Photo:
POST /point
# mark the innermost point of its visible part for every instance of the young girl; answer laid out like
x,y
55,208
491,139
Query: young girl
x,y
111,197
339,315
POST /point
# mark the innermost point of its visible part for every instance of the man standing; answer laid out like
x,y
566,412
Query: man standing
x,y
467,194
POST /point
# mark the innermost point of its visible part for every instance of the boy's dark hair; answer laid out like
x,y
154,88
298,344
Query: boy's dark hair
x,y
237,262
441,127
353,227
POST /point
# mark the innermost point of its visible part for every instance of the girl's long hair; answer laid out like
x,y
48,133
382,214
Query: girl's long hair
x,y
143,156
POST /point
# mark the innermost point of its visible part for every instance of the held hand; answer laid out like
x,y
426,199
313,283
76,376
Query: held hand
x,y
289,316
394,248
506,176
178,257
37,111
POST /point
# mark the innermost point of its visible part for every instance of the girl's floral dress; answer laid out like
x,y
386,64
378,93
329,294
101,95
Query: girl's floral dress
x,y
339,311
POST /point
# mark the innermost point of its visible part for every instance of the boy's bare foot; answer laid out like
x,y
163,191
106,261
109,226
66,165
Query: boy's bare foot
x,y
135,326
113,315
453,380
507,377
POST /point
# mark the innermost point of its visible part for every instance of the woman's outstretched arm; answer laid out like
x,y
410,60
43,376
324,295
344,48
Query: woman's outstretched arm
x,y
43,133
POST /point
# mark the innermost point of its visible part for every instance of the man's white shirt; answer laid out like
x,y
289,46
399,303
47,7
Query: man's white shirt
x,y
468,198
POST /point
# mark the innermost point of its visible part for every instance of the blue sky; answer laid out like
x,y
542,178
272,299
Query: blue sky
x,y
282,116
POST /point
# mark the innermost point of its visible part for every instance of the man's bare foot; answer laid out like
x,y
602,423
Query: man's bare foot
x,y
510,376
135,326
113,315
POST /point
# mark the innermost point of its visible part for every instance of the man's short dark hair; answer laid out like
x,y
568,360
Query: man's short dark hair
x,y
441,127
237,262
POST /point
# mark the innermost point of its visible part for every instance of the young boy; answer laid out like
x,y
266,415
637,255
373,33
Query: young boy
....
== STATED TASK ==
Extract all of the data above and output it character for character.

== OUTPUT BELOW ==
Photo:
POST /point
# mark the innermost point of its visible part for every instance of the young girl; answer laid out like
x,y
55,208
491,139
Query: young girl
x,y
111,197
339,315
POST /point
# mark the innermost point of its visible part for every instance of the man standing; answer laid out like
x,y
566,412
Query: man standing
x,y
467,194
POST /point
# mark the innermost point of its visible part for every instance of the boy's dark hair; answer laid out like
x,y
154,88
298,344
Query: boy's dark hair
x,y
237,262
441,127
353,227
POST /point
# mark the innermost point of its visible part for every instance of the girl's long hair; answer laid out like
x,y
48,133
382,214
Query: girl's long hair
x,y
143,156
POST /point
# mark the innermost point of its visible part for every instance of the held hand; answer laid out like
x,y
426,199
313,283
76,376
Query: held hand
x,y
289,316
394,248
506,176
178,257
37,111
POST /point
# mark the innermost point of its visible part for every instance of the girl's floral dress; answer laid out like
x,y
386,64
378,93
329,294
101,95
Query: girl's floral dress
x,y
339,311
POST /point
# mark the innermost point of its visible part for every instance of the boy's bare foot; answer laid out like
x,y
163,191
106,261
109,226
66,165
Query: boy's bare foot
x,y
135,326
113,315
453,380
507,377
POST /point
# mark the innermost point of its visible part for every instance of the woman's outstretched arm; answer laid out like
x,y
410,60
43,376
324,295
344,48
Query: woman's outstretched arm
x,y
43,133
POST /point
# mark the innermost point of its visible part for every instance of the man's white shirt; answer laid out like
x,y
289,46
399,303
47,7
Query: man's white shirt
x,y
468,198
POST /point
# mark the innermost point of its visible part for every instance of the blue sky; answer laid out like
x,y
542,178
272,299
Query: blue sky
x,y
282,116
POST /point
# mark the innermost point of its visible part for every instance of the man's bare foot; answer laid out like
x,y
602,423
Query: man's bare foot
x,y
510,376
135,326
113,315
POST /point
# mark the innermost point of its visible part for every instance of the man's short dark hair; answer laid out like
x,y
568,360
Query: man's short dark hair
x,y
441,127
237,262
POST /point
# mark the innermost point of its visible part for every instance of the young boy; answer laid out like
x,y
266,415
637,255
373,33
Query: young boy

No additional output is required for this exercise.